_Your instructions:_ Write out all records as given; omit images.

##### Dataset extract

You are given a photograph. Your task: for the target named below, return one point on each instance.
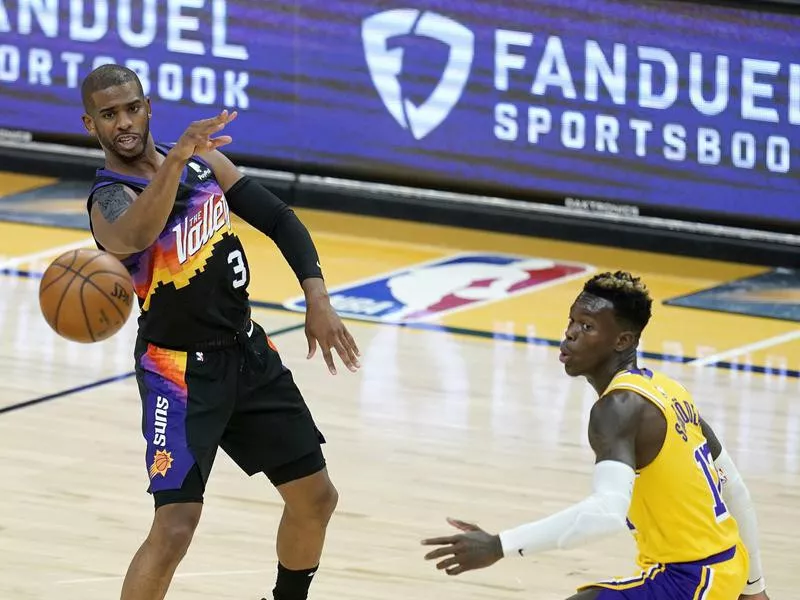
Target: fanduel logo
(386, 65)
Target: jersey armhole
(641, 391)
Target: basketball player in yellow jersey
(660, 471)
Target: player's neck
(145, 166)
(602, 378)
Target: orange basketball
(86, 295)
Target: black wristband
(262, 209)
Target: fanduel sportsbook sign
(649, 103)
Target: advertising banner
(661, 104)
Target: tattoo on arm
(613, 425)
(113, 201)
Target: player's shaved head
(104, 77)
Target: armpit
(113, 201)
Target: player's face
(120, 118)
(593, 336)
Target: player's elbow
(122, 241)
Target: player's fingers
(312, 345)
(341, 350)
(352, 356)
(220, 141)
(462, 525)
(326, 353)
(457, 570)
(351, 340)
(448, 563)
(440, 552)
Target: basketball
(86, 295)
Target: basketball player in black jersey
(208, 375)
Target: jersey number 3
(236, 259)
(702, 455)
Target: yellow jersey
(677, 513)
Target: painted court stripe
(47, 253)
(760, 345)
(98, 383)
(718, 362)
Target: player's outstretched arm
(262, 209)
(125, 224)
(613, 425)
(737, 499)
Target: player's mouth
(564, 354)
(127, 141)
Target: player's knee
(174, 528)
(317, 505)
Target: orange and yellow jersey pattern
(677, 513)
(192, 281)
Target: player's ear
(88, 124)
(625, 341)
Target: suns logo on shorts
(162, 462)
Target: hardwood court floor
(474, 419)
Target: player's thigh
(272, 429)
(187, 400)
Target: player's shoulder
(653, 386)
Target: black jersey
(192, 281)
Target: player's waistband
(228, 340)
(218, 342)
(723, 556)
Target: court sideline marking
(738, 351)
(717, 361)
(99, 382)
(11, 263)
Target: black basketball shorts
(240, 398)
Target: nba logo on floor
(429, 290)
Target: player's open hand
(197, 137)
(324, 327)
(473, 549)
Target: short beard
(108, 145)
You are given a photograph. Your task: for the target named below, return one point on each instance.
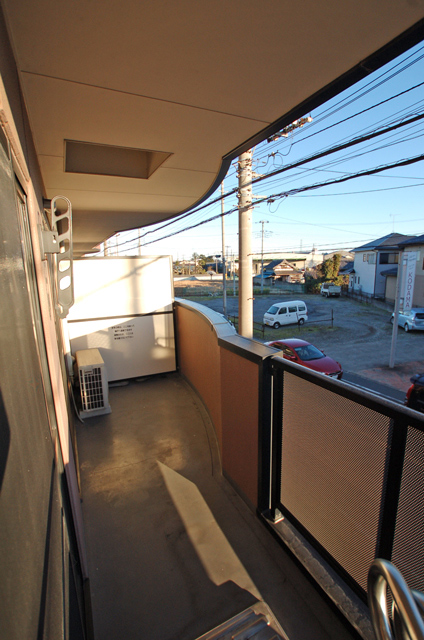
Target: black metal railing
(346, 469)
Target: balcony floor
(172, 549)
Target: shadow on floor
(172, 549)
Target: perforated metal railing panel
(333, 470)
(408, 547)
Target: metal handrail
(405, 622)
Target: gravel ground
(360, 337)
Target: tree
(329, 269)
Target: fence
(347, 470)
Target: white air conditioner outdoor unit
(93, 383)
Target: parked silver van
(292, 312)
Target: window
(389, 258)
(369, 257)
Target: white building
(371, 260)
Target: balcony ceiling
(198, 81)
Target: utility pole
(224, 267)
(262, 222)
(245, 245)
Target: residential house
(371, 260)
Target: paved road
(360, 338)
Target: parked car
(308, 355)
(415, 394)
(412, 320)
(291, 312)
(330, 289)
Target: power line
(272, 198)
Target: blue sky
(336, 216)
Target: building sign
(410, 262)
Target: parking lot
(360, 337)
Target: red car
(415, 394)
(309, 356)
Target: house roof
(138, 110)
(415, 240)
(391, 241)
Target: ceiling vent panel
(107, 160)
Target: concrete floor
(172, 549)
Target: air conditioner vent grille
(91, 389)
(93, 383)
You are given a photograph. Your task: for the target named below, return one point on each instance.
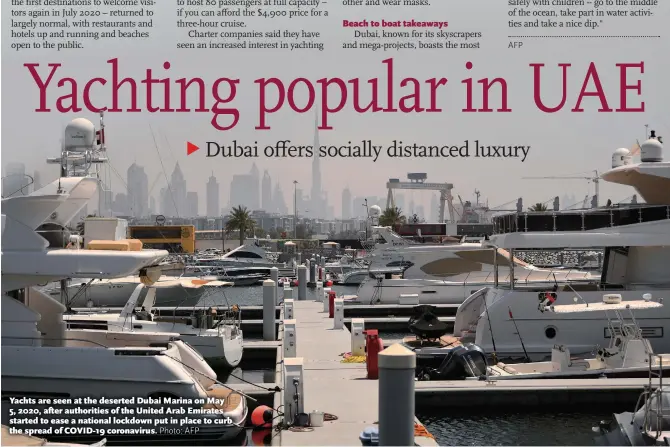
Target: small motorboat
(247, 280)
(425, 324)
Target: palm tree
(538, 207)
(392, 217)
(80, 225)
(240, 220)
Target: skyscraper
(173, 198)
(346, 203)
(266, 194)
(434, 208)
(317, 205)
(191, 204)
(138, 191)
(213, 204)
(255, 188)
(37, 181)
(278, 200)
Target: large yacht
(41, 358)
(447, 273)
(175, 291)
(636, 239)
(247, 255)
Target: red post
(373, 346)
(331, 304)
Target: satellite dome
(79, 135)
(652, 149)
(621, 157)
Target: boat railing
(653, 400)
(564, 276)
(231, 317)
(592, 219)
(82, 340)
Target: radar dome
(621, 157)
(652, 149)
(375, 211)
(79, 135)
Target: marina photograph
(335, 223)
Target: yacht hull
(218, 351)
(506, 322)
(429, 291)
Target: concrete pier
(331, 386)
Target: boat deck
(331, 386)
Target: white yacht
(628, 354)
(42, 359)
(178, 291)
(636, 239)
(446, 274)
(247, 255)
(217, 338)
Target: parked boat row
(49, 352)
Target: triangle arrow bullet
(190, 148)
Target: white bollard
(290, 338)
(326, 304)
(319, 291)
(294, 395)
(288, 309)
(313, 272)
(269, 310)
(358, 336)
(338, 320)
(302, 283)
(396, 396)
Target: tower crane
(595, 179)
(417, 181)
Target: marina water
(556, 426)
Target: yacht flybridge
(447, 274)
(170, 291)
(636, 239)
(628, 354)
(40, 357)
(218, 338)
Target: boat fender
(546, 300)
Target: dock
(340, 389)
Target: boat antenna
(493, 340)
(519, 334)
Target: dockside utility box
(104, 229)
(411, 299)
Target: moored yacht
(448, 274)
(218, 338)
(181, 291)
(41, 359)
(636, 239)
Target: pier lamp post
(295, 209)
(367, 221)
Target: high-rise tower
(316, 196)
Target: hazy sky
(563, 143)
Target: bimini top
(599, 307)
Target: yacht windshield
(517, 261)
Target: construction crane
(595, 179)
(418, 181)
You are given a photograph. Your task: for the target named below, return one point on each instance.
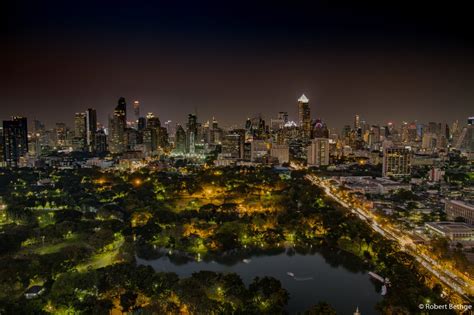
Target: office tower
(136, 110)
(79, 140)
(117, 125)
(279, 122)
(100, 141)
(280, 152)
(318, 152)
(152, 121)
(232, 145)
(61, 135)
(180, 140)
(15, 140)
(396, 162)
(258, 150)
(38, 126)
(459, 209)
(191, 133)
(304, 116)
(214, 135)
(91, 128)
(152, 132)
(465, 142)
(283, 116)
(319, 129)
(141, 124)
(2, 151)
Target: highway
(449, 278)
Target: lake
(336, 278)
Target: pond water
(336, 278)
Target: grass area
(103, 259)
(45, 249)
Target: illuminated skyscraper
(79, 140)
(136, 110)
(396, 162)
(304, 116)
(191, 133)
(318, 152)
(465, 142)
(15, 140)
(117, 125)
(91, 129)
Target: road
(448, 277)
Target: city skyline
(292, 117)
(238, 60)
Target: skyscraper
(79, 140)
(15, 140)
(91, 128)
(396, 162)
(191, 133)
(180, 139)
(318, 152)
(465, 141)
(304, 116)
(117, 125)
(136, 110)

##########

_Answer box:_
You are given a photograph. Your task: for the target named below, return one point on each instance.
Target: fanduel logo
(386, 65)
Target: jersey armhole
(641, 391)
Target: basketball player in yellow jersey
(660, 471)
Target: player's neck
(145, 166)
(602, 378)
Target: orange basketball
(86, 295)
Target: black wristband
(262, 209)
Target: fanduel sportsbook sign
(649, 103)
Target: advertising banner
(661, 104)
Target: tattoo on arm
(613, 425)
(113, 201)
Target: player's shaved head
(104, 77)
Target: armpit
(113, 201)
Target: player's face
(120, 118)
(593, 336)
Target: player's elbow
(122, 241)
Target: player's fingers
(312, 345)
(341, 350)
(352, 356)
(220, 141)
(462, 525)
(326, 353)
(457, 570)
(351, 340)
(448, 563)
(440, 552)
Target: basketball
(86, 295)
Target: basketball player in black jersey
(208, 375)
Target: jersey number 3
(236, 259)
(702, 455)
Target: yellow jersey
(677, 513)
Target: painted court stripe
(47, 253)
(760, 345)
(98, 383)
(718, 362)
Target: player's outstretched arm
(262, 209)
(125, 224)
(613, 425)
(737, 499)
Target: player's mouth
(564, 354)
(127, 141)
Target: player's knee
(174, 528)
(317, 505)
Target: orange and yellow jersey pattern
(677, 513)
(192, 281)
Target: player's ear
(88, 124)
(625, 341)
Target: suns logo on shorts
(162, 462)
Target: hardwood court floor
(474, 419)
Target: player's thigh
(272, 429)
(187, 400)
Target: player's shoulder
(653, 386)
Target: black jersey
(192, 281)
Target: player's waistband
(228, 340)
(218, 342)
(723, 556)
Target: court sideline marking
(738, 351)
(717, 361)
(99, 382)
(11, 263)
Target: black basketball shorts
(240, 398)
Target: nba logo on floor
(429, 290)
Target: player's open hand
(197, 137)
(324, 327)
(473, 549)
Target: short beard
(108, 145)
You are given a photograph. Your task: for the target named below, return one point on each instance.
Target: black metal railing
(346, 469)
Target: balcony floor
(172, 549)
Target: shadow on floor
(172, 549)
Target: perforated metal railing panel
(333, 470)
(408, 547)
Target: metal handrail
(405, 622)
Target: gravel ground
(360, 337)
Target: tree
(329, 269)
Target: fence
(347, 470)
Target: white air conditioner outdoor unit
(93, 383)
Target: parked silver van
(292, 312)
Target: window
(389, 258)
(369, 257)
Target: white building
(371, 260)
Target: balcony ceiling
(198, 81)
Target: utility pole
(224, 267)
(262, 222)
(245, 245)
Target: residential house
(371, 260)
Target: paved road
(360, 338)
Target: parked car
(308, 355)
(415, 394)
(412, 320)
(291, 312)
(330, 289)
Target: power line
(272, 198)
Target: blue sky
(336, 216)
Target: building sign
(410, 262)
Target: parking lot
(360, 337)
Target: red car
(415, 394)
(309, 356)
Target: house roof
(138, 110)
(415, 240)
(391, 241)
Target: ceiling vent panel
(107, 160)
Target: concrete floor
(172, 549)
Target: air conditioner vent grille
(91, 389)
(93, 383)
You are given a photograph. Your task: for the target named below, return one point on each instance.
Target: small motorboat
(247, 280)
(425, 324)
Target: palm tree
(538, 207)
(392, 217)
(80, 225)
(240, 220)
Target: skyscraper
(173, 198)
(346, 203)
(266, 194)
(434, 208)
(317, 205)
(191, 204)
(138, 191)
(213, 204)
(255, 188)
(37, 181)
(278, 200)
Target: large yacht
(41, 358)
(447, 273)
(175, 291)
(636, 239)
(247, 255)
Target: red post
(373, 346)
(331, 304)
Target: satellite dome
(79, 135)
(652, 149)
(621, 157)
Target: boat railing
(653, 400)
(564, 276)
(231, 317)
(592, 219)
(82, 340)
Target: radar dome
(621, 157)
(652, 149)
(375, 211)
(79, 135)
Target: marina photograph
(335, 223)
Target: yacht hull
(218, 351)
(506, 322)
(429, 291)
Target: concrete pier
(331, 386)
Target: boat deck
(331, 386)
Target: white yacht
(628, 354)
(42, 359)
(178, 291)
(636, 239)
(446, 274)
(247, 255)
(217, 338)
Target: parked boat row
(49, 352)
Target: triangle arrow bullet
(190, 148)
Target: white bollard
(290, 338)
(326, 304)
(319, 291)
(294, 395)
(288, 309)
(313, 272)
(269, 310)
(358, 336)
(338, 320)
(302, 283)
(396, 396)
Target: tower crane
(595, 179)
(417, 181)
Target: marina water
(556, 426)
Target: yacht flybridge
(447, 274)
(170, 291)
(636, 239)
(628, 354)
(40, 357)
(218, 338)
Target: boat fender
(546, 300)
Target: dock
(340, 389)
Target: boat antenna
(493, 340)
(519, 334)
Target: dockside utility box
(104, 229)
(411, 299)
Target: moored yacht
(448, 274)
(218, 338)
(181, 291)
(41, 359)
(636, 239)
Target: pier lamp post
(295, 209)
(367, 221)
Target: high-rise tower
(316, 196)
Target: hazy sky
(563, 143)
Target: bimini top
(599, 307)
Target: yacht windshield
(517, 261)
Target: construction crane
(595, 179)
(418, 181)
You are given a photograph. Your task: for the target named below, return one point on each instance.
Target: office tower
(136, 110)
(79, 140)
(117, 125)
(279, 122)
(100, 141)
(280, 152)
(318, 152)
(152, 121)
(232, 145)
(61, 135)
(180, 140)
(15, 140)
(396, 162)
(258, 150)
(38, 126)
(459, 209)
(191, 133)
(304, 116)
(214, 135)
(91, 128)
(152, 132)
(465, 142)
(283, 116)
(319, 129)
(141, 124)
(2, 151)
Target: highway
(449, 278)
Target: lake
(336, 278)
Target: pond water
(336, 278)
Target: grass area
(103, 259)
(45, 249)
Target: illuminated skyscraper
(79, 140)
(136, 110)
(396, 162)
(304, 116)
(191, 133)
(318, 152)
(465, 142)
(15, 140)
(117, 125)
(91, 129)
Target: road
(448, 277)
Target: city skyline
(292, 117)
(238, 60)
Target: skyscraper
(79, 140)
(15, 140)
(91, 128)
(396, 162)
(191, 133)
(180, 139)
(318, 152)
(465, 141)
(304, 116)
(117, 125)
(136, 110)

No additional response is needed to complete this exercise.